-- START Document --

PMS2 agents, Herbert Booth and Alex Gordon, were used to set-up three members of the Socialist Labour Party in Derby. On 10th March 1917, The judge disagreed with the objection to the use of secret agents. "Without them it would be impossible to detect crimes of this kind." However, he admitted that if the jury did not believe the evidence of Booth, then the case "to a large extent fails". Apparently, the jury did believe the testimony of Booth and after less than half-an-hour of deliberation, they found Alice Wheeldon, Winnie Mason and Alfred Mason guilty of conspiracy to murder. Alice was sentenced to ten years in prison. Alfred got seven years whereas Winnie received "five years' penal servitude."

On 13th March, three days after the conviction, the Amalgamated Society of Engineers, published an open letter to the Home Secretary that included the following: "We demand that the Police Spies, on whose evidence the Wheeldon family is being tried, be put in the Witness Box, believing that in the event of this being done fresh evidence will be forthcoming which will put a different complexion on the case."

Basil Thomson, the Deputy Commissioner of the Metropolitan Police, was also unconvinced by the guilt of Alice Wheeldon and her family. Thomson later said that he had "an uneasy feeling that he himself might have acted as what the French call an agent provocateur - an inciting agent - by putting the idea into the woman's head, or, if the idea was already there, by offering to act as the dart-thrower."

This controversial case resulted in the PMS2 being closed down in 1917. Ball continued to work for MI5 and it is claimed that he played an important role in the bringing down Ramsay MacDonald and the Labour government.

In October 1924 the MI5 intercepted a letter signed by Grigory Zinoviev, chairman of the Comintern in the Soviet Union, and Arthur McManus, the British representative on the committee. In the letter British communists were urged to promote revolution through acts of sedition. Vernon Kell, head of MI5 and Sir Basil Thomson head of Special Branch, were convinced that what became known as the Zinoviev Letter was genuine. Kell showed the letter to Ramsay MacDonald, the Labour Prime Minister. It was agreed that the letter should be kept secret but someone leaked news of the letter to the Times and the Daily Mail.

-- END Document --
-- START Records supplied --

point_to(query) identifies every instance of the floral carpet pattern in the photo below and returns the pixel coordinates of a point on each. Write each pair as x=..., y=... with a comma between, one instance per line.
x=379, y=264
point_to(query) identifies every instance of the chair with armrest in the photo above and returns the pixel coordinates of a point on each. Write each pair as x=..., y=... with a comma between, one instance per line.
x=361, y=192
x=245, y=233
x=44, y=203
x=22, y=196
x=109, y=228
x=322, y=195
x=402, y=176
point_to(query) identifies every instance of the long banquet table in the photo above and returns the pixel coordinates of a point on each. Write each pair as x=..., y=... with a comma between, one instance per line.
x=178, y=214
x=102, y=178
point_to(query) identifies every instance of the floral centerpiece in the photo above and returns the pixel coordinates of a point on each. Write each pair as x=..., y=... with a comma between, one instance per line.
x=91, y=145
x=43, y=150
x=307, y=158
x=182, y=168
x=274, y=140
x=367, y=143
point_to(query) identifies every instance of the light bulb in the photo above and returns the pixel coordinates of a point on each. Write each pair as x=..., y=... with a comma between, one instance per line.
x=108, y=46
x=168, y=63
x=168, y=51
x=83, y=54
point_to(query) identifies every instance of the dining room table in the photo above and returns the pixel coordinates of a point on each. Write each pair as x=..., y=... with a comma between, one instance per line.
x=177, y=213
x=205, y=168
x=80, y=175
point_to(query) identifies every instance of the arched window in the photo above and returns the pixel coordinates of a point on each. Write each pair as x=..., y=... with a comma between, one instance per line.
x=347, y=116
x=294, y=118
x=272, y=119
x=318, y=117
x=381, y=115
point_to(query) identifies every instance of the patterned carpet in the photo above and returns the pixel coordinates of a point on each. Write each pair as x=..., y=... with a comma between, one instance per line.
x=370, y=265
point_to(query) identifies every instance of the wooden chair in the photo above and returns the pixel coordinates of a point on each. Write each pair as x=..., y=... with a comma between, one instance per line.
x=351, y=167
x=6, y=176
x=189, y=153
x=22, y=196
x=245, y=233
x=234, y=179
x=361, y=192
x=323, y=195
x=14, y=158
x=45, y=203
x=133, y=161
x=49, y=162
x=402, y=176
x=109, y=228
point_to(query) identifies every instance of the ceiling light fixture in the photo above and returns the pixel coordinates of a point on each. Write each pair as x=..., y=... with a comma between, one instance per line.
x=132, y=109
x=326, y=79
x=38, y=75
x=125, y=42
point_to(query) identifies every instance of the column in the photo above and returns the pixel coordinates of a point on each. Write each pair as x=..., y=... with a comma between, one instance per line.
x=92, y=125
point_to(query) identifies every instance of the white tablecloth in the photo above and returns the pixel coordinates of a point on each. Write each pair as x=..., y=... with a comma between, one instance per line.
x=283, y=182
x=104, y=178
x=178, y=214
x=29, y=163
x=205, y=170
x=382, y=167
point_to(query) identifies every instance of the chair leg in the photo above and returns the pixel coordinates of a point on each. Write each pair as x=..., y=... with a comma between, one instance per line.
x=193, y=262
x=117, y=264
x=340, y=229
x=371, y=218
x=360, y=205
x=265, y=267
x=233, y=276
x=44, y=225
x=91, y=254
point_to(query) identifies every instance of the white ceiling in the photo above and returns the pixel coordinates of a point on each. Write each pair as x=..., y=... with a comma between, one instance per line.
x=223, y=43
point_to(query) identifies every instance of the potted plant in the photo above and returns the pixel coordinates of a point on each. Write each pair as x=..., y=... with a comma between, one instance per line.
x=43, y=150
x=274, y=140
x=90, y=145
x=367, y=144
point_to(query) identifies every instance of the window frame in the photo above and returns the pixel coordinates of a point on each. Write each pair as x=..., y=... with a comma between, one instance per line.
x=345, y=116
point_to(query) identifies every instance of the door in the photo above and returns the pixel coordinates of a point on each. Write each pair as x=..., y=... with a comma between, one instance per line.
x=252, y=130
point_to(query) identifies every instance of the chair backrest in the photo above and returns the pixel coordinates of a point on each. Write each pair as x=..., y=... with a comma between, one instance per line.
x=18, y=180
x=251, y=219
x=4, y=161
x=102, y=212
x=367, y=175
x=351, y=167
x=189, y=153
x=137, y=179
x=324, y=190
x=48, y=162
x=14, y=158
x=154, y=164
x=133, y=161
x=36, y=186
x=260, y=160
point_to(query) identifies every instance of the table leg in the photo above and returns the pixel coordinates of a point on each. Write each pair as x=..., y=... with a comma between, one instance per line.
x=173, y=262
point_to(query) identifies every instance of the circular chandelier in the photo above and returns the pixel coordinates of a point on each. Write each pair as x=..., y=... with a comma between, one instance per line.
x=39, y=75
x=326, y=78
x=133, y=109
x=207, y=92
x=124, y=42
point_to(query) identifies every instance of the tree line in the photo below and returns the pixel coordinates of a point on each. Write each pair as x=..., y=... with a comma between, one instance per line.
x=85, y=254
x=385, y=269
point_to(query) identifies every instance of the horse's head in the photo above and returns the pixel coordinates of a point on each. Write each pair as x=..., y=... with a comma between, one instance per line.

-- END Records supplied --

--- Exercises ---
1 – Name each person that the passage about the Wheeldon case and MI5 says was found guilty of conspiracy to murder, along with the sentence each one received.
2 – Carry on the passage about the Wheeldon case and MI5 from the point where it stops.
The listing is separate material and has no connection to the passage about the Wheeldon case and MI5.

--- Responses ---
1 –
Alice Wheeldon: ten years in prison
Alfred Mason: seven years
Winnie Mason: five years' penal servitude

2 –
The letter was published in these newspapers four days before the 1924 General Election and contributed to the defeat of MacDonald and the Labour Party. After the election it was claimed that two of MI5's agents, Sidney Reilly and Arthur Maundy Gregory, had forged the letter and that Major Ball had leaked it to the press.

In 1925 Kell recruited Maxwell Knight to work for the Secret Service Bureau. He was placed under the control of Major Ball. Knight played a significant role in helping to defeat the General Strike in 1926 and was later placed in charge of B5b, a unit that conducted the monitoring of political subversion.

Ball was a strong supporter of the Conservative Party and in 1927 he was appointed as Deputy of Publicity at the Conservative Central Office. Three years later he was promoted to the post of Director of the Conservative Research Department. Over the next 15 years he developed the strategy of using dirty tricks and black propaganda. This included operating secret agents in the Labour Party and Liberal Party. One historian has claimed that Ball was Britain's first spin-doctor.

In 1937 he became political adviser to Neville Chamberlain. Ball controlled an anti-Jewish journal called The Truth. Edited by Henry Newnham, the journal was used to attack Chamberlain's political opponents such as Winston Churchill and Anthony Eden.

Ball was also close to Archibald Ramsay. In the House of Commons Ramsay was the main critic of having Jews in the government. In 1938 he began a campaign to have Leslie Hore-Belisha sacked as Secretary of War. In one speech on 27th April he warned that Hore-Belisha "will lead us to war with our blood-brothers of the Nordic race in order to make way for a Bolshevised Europe."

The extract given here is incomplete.